━━ Passage provided ━━

From: "Darrick J. Wong" <djwong@kernel.org>
To: Eric Sandeen <sandeen@sandeen.net>
Cc: Christoph Hellwig <hch@lst.de>, Brian Foster <bfoster@redhat.com>,
linux-xfs@vger.kernel.org
Subject: Re: [PATCH 08/11] xfs_repair: allow setting the needsrepair flag
Date: Thu, 11 Feb 2021 20:35:50 -0800 [thread overview]
Message-ID: <20210212043550.GJ7193@magnolia> (raw)
In-Reply-To: <20210212001731.GH7193@magnolia>
On Thu, Feb 11, 2021 at 04:17:31PM -0800, Darrick J. Wong wrote:
> On Thu, Feb 11, 2021 at 05:29:05PM -0600, Eric Sandeen wrote:
> > On 2/11/21 4:59 PM, Darrick J. Wong wrote:
> > > From: Darrick J. Wong <djwong@kernel.org>
> > >
> > > Quietly set up the ability to tell xfs_repair to set NEEDSREPAIR at
> > > program start and (presumably) clear it by the end of the run. This
> > > code isn't terribly useful to users; it's mainly here so that fstests
> > > can exercise the functionality. We don't document this flag in the
> > > manual pages at all because repair clears needsrepair at exit, which
> > > means the knobs only exist for fstests to exercise the functionality.

━━━
━━ Supplied data ━━

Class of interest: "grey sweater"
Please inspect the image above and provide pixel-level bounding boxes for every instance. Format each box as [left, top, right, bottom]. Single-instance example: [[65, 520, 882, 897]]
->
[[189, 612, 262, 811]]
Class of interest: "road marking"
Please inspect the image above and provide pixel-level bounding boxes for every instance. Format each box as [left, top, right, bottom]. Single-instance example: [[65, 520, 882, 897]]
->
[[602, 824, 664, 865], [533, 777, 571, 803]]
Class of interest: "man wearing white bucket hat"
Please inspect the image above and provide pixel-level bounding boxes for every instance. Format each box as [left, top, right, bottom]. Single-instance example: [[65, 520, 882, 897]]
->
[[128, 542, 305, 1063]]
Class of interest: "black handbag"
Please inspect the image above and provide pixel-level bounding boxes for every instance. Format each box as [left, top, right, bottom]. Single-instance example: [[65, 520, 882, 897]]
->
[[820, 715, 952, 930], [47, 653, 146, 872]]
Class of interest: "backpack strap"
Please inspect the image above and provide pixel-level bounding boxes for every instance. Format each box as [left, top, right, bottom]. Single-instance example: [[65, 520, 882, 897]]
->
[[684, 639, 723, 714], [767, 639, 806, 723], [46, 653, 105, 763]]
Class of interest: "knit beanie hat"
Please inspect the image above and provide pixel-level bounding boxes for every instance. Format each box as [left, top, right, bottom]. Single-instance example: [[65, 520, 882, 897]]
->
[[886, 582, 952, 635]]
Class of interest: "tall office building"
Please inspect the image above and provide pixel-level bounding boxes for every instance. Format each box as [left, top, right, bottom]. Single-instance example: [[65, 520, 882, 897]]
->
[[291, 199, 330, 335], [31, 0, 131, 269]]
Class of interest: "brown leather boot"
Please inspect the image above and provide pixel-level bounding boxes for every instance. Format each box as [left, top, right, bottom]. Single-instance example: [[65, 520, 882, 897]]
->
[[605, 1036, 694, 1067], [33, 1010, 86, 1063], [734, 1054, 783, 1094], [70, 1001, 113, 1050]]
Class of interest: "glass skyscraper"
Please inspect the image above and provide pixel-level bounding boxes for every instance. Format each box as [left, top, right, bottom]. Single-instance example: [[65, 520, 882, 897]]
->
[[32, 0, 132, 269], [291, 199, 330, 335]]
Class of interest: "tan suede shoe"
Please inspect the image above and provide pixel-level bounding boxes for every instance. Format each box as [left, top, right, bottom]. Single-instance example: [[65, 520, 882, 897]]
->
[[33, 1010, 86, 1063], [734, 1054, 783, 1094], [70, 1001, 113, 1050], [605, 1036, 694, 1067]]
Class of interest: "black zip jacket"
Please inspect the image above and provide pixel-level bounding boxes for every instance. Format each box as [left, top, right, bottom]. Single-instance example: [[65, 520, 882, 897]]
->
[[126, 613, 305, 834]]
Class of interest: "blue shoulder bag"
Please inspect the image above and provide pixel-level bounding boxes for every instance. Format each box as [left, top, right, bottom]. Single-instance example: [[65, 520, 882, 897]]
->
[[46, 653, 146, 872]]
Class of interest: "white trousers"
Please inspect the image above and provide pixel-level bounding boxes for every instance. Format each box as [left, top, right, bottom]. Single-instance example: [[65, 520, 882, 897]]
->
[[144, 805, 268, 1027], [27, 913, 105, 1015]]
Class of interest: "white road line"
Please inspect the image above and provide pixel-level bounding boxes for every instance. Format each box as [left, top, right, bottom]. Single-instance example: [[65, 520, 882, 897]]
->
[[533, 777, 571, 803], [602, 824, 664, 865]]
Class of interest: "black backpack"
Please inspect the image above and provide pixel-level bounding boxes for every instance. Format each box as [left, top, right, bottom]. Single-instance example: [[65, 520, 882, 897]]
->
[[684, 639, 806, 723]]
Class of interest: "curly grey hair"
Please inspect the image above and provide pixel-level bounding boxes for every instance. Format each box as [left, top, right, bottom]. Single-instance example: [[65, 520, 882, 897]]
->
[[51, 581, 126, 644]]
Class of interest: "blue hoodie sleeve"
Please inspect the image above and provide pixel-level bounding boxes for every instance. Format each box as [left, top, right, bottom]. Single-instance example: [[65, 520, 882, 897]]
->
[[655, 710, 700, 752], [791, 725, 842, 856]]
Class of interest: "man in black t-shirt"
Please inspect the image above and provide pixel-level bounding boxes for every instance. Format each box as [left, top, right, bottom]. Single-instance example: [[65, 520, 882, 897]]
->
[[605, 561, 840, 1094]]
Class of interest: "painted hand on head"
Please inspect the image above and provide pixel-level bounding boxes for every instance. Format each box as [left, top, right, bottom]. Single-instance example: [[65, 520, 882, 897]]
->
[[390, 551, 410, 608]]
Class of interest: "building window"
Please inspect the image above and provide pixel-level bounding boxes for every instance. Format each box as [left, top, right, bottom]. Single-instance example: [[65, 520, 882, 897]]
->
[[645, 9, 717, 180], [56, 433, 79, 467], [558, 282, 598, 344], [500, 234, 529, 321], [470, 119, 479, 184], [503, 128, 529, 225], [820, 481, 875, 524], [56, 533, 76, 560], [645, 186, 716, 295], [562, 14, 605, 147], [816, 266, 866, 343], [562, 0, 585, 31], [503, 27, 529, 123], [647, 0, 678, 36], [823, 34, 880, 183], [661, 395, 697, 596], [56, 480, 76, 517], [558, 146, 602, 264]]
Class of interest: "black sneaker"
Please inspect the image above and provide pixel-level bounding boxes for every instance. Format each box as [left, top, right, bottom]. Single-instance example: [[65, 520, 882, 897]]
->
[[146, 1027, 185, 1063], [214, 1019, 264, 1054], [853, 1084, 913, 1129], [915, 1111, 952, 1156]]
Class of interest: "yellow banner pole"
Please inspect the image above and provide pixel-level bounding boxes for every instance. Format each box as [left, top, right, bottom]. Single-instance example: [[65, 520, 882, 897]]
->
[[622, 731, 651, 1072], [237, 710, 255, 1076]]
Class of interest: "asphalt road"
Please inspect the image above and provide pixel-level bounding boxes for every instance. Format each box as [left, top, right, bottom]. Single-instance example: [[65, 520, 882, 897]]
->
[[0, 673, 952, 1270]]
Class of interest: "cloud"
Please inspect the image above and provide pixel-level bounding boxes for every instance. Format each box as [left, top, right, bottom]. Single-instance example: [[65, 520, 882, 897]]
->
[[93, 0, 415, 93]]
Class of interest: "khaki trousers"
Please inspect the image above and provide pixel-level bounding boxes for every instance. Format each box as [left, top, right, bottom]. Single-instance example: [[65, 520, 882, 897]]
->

━━━

### List of tasks
1) In the patch email, condense the paragraph beginning "Quietly set up the ability" into a short bulleted list that keeps its main facts.
2) Quote everything in the patch email from "In-Reply-To: <20210212001731.GH7193@magnolia>" down to "to exercise the functionality.".

### Responses per task
1)
- Adds a quiet way to have xfs_repair set NEEDSREPAIR when the program starts and (presumably) clear it by the end of the run.
- The code is not very useful to users and exists mainly so fstests can exercise the functionality.
- The flag is left out of the manual pages entirely because repair clears needsrepair at exit, so the knobs exist only for fstests.

2)
In-Reply-To: <20210212001731.GH7193@magnolia>
On Thu, Feb 11, 2021 at 04:17:31PM -0800, Darrick J. Wong wrote:
> On Thu, Feb 11, 2021 at 05:29:05PM -0600, Eric Sandeen wrote:
> > On 2/11/21 4:59 PM, Darrick J. Wong wrote:
> > > From: Darrick J. Wong <djwong@kernel.org>
> > >
> > > Quietly set up the ability to tell xfs_repair to set NEEDSREPAIR at
> > > program start and (presumably) clear it by the end of the run. This
> > > code isn't terribly useful to users; it's mainly here so that fstests
> > > can exercise the functionality. We don't document this flag in the
> > > manual pages at all because repair clears needsrepair at exit, which
> > > means the knobs only exist for fstests to exercise the functionality.